--- START TEXT SHOWN ---
Thailand Classic: Otaegui fancied to take to Amata Spring

Golfer Adrian Otaegui
Adrian Otaegui in action at Valderrama

The DP World Tour returns to Thailand for the first since 2016 and our man's back with the lowdown ahead of Thursday's start...

Tournament History

The DP World Tour makes the short hop from Singapore to Thailand following Ockie Strydom's off the pace victory in the inaugural Singapore Classic for the first edition of the equally inspirationally named Thailand Classic.


Amata Spring Country Club, Bangkok, Thailand

Course Details

Par 72, 7505 yards

Although new to the DP World Tour, we do have some course form from Amata Spring to look back on.

The venue was used for the now defunct Royal Trophy from 2006 until 2010, Open Championship International Qualification in 2010 and 2014, last year's Asia-Pacific Amateur Championship (AAC) and most significantly, Amata was the host course for all five editions of the Thailand Golf Championship - an Asian Tour event staged between 2011 and 2015.

Designed by Schmidt Curley Golf Design, it's extremely long (especially on the front nine) with water often in play and the signature hole is the par 17th which features a movable island green, accessible only by boat. The whole course is laid to paspalum grass.

For more on the course, please see the video below, made in 2012.
--- END TEXT SHOWN ---
--- START INFORMATION SUPPLIED ---
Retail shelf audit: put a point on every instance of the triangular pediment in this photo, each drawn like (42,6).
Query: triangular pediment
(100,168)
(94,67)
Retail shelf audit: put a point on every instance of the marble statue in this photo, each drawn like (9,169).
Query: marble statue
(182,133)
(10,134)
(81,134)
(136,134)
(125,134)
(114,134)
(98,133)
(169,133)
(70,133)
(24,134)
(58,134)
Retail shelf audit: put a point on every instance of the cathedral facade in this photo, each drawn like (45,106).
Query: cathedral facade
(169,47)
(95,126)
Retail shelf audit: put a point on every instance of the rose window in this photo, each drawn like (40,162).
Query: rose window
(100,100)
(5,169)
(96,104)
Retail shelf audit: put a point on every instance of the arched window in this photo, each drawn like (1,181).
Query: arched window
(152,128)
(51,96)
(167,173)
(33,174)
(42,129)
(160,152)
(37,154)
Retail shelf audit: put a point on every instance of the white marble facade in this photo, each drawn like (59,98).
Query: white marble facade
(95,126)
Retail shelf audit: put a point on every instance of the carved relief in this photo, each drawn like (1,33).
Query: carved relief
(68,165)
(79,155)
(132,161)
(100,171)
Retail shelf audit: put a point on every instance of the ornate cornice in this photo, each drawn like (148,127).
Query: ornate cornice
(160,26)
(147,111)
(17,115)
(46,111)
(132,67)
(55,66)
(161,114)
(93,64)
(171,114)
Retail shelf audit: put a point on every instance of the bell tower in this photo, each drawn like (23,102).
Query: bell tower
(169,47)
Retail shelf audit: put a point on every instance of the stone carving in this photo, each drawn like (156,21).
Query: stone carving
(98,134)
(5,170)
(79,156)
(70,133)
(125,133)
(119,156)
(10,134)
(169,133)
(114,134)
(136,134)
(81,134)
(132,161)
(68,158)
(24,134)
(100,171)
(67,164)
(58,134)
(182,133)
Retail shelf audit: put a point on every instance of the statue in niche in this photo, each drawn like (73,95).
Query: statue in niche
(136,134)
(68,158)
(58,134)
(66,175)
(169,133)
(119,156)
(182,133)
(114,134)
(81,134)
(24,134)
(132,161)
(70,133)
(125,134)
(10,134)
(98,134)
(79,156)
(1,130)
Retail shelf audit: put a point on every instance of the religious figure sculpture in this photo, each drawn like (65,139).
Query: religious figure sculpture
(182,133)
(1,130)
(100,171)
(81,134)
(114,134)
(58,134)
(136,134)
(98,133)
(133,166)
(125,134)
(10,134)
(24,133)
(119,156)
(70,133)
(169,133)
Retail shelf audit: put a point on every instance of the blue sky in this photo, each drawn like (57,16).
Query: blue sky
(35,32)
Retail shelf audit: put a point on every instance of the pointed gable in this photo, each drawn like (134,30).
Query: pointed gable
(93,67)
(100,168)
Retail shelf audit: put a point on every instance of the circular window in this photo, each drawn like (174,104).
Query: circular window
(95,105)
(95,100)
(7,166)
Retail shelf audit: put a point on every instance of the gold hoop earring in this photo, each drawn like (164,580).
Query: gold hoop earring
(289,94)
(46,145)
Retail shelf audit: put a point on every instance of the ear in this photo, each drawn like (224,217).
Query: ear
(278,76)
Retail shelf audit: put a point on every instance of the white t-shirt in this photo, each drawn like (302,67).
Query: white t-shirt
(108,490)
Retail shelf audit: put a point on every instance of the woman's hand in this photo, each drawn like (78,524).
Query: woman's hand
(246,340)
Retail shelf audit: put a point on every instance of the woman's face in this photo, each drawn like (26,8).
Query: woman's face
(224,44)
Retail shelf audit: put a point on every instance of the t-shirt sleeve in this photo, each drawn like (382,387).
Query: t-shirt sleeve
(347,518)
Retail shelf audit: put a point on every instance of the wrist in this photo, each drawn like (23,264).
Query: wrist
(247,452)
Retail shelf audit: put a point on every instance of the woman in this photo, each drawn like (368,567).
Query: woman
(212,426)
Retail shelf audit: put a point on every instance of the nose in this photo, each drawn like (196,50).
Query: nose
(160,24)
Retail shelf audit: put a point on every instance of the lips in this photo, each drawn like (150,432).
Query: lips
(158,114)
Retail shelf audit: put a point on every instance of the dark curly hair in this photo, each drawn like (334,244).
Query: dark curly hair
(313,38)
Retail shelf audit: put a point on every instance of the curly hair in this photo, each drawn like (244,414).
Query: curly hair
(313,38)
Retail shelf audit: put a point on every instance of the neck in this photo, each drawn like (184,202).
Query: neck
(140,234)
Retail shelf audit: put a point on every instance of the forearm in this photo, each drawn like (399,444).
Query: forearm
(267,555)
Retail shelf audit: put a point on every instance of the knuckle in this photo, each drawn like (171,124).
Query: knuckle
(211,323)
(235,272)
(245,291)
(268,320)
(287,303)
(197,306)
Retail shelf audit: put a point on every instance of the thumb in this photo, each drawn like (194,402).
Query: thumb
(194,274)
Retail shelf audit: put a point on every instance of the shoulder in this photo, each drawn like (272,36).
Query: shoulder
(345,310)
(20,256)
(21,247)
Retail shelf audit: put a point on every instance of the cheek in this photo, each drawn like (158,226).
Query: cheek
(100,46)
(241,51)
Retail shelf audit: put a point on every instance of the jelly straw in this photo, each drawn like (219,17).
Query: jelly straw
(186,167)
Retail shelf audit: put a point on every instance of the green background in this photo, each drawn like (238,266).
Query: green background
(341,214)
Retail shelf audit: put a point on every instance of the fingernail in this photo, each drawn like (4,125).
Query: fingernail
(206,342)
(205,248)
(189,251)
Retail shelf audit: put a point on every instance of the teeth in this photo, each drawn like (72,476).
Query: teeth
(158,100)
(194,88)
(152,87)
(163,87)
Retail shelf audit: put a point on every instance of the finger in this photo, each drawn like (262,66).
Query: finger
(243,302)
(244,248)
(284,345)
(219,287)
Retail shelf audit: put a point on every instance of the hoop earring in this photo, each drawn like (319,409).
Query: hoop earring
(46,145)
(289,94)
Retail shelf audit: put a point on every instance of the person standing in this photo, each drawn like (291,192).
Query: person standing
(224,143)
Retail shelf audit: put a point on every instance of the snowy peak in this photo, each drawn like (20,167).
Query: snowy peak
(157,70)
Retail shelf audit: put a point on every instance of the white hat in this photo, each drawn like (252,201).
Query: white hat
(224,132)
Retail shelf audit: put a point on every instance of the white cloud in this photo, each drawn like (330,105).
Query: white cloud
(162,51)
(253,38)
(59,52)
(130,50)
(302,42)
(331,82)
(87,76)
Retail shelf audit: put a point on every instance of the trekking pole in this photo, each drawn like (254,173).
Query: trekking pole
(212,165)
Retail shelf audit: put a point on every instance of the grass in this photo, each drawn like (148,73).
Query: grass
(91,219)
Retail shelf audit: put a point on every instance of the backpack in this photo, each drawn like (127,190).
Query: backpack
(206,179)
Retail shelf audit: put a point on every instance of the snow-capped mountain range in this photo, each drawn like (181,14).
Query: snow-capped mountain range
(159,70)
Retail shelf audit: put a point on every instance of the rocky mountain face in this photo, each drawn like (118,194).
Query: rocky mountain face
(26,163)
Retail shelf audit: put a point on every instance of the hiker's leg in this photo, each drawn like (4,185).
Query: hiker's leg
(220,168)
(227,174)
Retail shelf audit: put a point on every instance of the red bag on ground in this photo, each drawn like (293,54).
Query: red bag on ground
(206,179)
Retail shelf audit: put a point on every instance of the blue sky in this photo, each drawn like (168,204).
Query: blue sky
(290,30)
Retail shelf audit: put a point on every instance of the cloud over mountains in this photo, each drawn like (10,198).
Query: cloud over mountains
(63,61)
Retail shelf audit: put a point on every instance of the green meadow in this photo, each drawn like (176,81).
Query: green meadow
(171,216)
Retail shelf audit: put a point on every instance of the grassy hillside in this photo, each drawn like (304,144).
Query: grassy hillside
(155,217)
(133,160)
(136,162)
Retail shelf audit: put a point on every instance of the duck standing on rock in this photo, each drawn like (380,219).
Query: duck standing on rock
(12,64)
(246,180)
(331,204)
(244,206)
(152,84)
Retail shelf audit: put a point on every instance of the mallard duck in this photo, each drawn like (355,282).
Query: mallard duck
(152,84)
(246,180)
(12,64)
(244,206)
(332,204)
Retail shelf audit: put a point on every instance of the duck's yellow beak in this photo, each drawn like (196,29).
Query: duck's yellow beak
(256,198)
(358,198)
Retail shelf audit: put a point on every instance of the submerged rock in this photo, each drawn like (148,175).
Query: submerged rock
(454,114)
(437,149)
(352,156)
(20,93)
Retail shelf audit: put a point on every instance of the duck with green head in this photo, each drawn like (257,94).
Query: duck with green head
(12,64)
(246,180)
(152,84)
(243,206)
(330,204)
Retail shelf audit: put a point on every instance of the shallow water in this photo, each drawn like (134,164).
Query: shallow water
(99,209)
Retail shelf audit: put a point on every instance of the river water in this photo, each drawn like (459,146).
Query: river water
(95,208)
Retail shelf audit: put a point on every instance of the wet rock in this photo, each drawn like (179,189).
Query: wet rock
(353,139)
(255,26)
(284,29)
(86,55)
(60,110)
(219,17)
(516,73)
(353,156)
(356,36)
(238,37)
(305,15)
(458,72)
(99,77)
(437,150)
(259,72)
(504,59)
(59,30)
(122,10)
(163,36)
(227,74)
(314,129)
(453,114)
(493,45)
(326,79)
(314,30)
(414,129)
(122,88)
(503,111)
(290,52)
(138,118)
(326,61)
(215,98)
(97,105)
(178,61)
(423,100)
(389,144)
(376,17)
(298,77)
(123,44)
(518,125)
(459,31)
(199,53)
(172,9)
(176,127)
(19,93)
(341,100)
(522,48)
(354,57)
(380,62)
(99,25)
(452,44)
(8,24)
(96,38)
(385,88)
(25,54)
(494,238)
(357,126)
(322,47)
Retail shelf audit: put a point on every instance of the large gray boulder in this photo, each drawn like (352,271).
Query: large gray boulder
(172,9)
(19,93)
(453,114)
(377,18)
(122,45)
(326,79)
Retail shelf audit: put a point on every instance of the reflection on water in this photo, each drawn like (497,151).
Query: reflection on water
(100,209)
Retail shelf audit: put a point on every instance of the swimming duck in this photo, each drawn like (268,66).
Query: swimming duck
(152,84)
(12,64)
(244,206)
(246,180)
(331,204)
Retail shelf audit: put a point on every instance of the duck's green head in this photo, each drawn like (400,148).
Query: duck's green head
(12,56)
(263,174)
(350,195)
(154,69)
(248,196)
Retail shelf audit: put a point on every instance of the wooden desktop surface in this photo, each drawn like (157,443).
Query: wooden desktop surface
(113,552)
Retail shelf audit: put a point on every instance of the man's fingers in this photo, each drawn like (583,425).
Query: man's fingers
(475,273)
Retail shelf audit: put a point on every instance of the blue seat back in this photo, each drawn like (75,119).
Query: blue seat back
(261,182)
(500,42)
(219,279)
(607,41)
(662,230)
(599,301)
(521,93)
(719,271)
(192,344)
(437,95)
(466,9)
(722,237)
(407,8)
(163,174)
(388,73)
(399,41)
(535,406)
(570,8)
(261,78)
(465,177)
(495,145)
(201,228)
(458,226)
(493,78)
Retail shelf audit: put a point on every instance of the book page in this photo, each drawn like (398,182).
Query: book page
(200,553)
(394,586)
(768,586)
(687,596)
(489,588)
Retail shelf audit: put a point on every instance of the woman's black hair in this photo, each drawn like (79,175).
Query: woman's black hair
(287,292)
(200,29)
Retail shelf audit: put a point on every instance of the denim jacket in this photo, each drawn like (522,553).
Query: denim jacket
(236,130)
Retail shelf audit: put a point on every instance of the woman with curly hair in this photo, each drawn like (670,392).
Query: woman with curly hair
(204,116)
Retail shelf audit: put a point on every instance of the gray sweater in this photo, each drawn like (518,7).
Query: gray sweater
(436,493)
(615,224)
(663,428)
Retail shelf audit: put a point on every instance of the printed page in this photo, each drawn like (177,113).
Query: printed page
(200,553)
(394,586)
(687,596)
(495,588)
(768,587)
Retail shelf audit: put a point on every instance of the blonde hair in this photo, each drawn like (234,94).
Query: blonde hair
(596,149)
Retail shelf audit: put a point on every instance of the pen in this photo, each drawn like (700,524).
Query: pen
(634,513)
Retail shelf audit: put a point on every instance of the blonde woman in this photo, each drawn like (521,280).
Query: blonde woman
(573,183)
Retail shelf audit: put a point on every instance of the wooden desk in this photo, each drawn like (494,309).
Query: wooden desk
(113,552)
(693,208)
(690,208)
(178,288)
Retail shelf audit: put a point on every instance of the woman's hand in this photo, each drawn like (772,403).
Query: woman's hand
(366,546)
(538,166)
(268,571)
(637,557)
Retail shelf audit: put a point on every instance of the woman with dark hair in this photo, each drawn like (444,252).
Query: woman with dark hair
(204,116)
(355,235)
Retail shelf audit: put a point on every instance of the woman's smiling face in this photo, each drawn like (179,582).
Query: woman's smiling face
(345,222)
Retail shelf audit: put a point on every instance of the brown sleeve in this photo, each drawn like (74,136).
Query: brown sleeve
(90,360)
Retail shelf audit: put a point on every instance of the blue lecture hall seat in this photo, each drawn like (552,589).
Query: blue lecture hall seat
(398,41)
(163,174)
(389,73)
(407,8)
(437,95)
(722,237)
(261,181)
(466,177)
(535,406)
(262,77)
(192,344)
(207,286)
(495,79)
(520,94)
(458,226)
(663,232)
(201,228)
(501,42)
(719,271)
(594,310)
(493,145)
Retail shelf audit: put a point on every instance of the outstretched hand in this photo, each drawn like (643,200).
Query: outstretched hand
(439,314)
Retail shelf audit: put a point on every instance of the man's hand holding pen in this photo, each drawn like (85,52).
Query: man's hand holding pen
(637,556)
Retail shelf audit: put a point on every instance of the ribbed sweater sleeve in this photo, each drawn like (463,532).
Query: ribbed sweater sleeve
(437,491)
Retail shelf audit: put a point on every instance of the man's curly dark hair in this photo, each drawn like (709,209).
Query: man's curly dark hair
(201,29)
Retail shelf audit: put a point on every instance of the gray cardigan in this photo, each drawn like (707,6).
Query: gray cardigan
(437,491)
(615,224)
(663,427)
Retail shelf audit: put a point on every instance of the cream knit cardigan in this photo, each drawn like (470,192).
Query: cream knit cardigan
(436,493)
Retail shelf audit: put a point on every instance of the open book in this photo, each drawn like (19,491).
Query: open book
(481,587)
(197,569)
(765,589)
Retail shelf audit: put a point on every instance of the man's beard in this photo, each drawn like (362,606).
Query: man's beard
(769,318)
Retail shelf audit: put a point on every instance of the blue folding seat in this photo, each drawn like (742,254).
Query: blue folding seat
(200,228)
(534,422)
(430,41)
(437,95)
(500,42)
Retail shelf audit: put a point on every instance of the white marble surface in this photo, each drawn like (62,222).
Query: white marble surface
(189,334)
--- END INFORMATION SUPPLIED ---
_WHAT TO WORK ON_
**a)** Name every event that the golf preview says has been held at Amata Spring before the Thailand Classic.
**b)** From the golf preview, reproduce the passage starting at "Amata Spring Country" and ending at "made in 2012.".

_ANSWER SET_
**a)**
- Royal Trophy
- Open Championship International Qualification
- Asia-Pacific Amateur Championship (AAC)
- Thailand Golf Championship

**b)**
Amata Spring Country Club, Bangkok, Thailand

Course Details

Par 72, 7505 yards

Although new to the DP World Tour, we do have some course form from Amata Spring to look back on.

The venue was used for the now defunct Royal Trophy from 2006 until 2010, Open Championship International Qualification in 2010 and 2014, last year's Asia-Pacific Amateur Championship (AAC) and most significantly, Amata was the host course for all five editions of the Thailand Golf Championship - an Asian Tour event staged between 2011 and 2015.

Designed by Schmidt Curley Golf Design, it's extremely long (especially on the front nine) with water often in play and the signature hole is the par 17th which features a movable island green, accessible only by boat. The whole course is laid to paspalum grass.

For more on the course, please see the video below, made in 2012.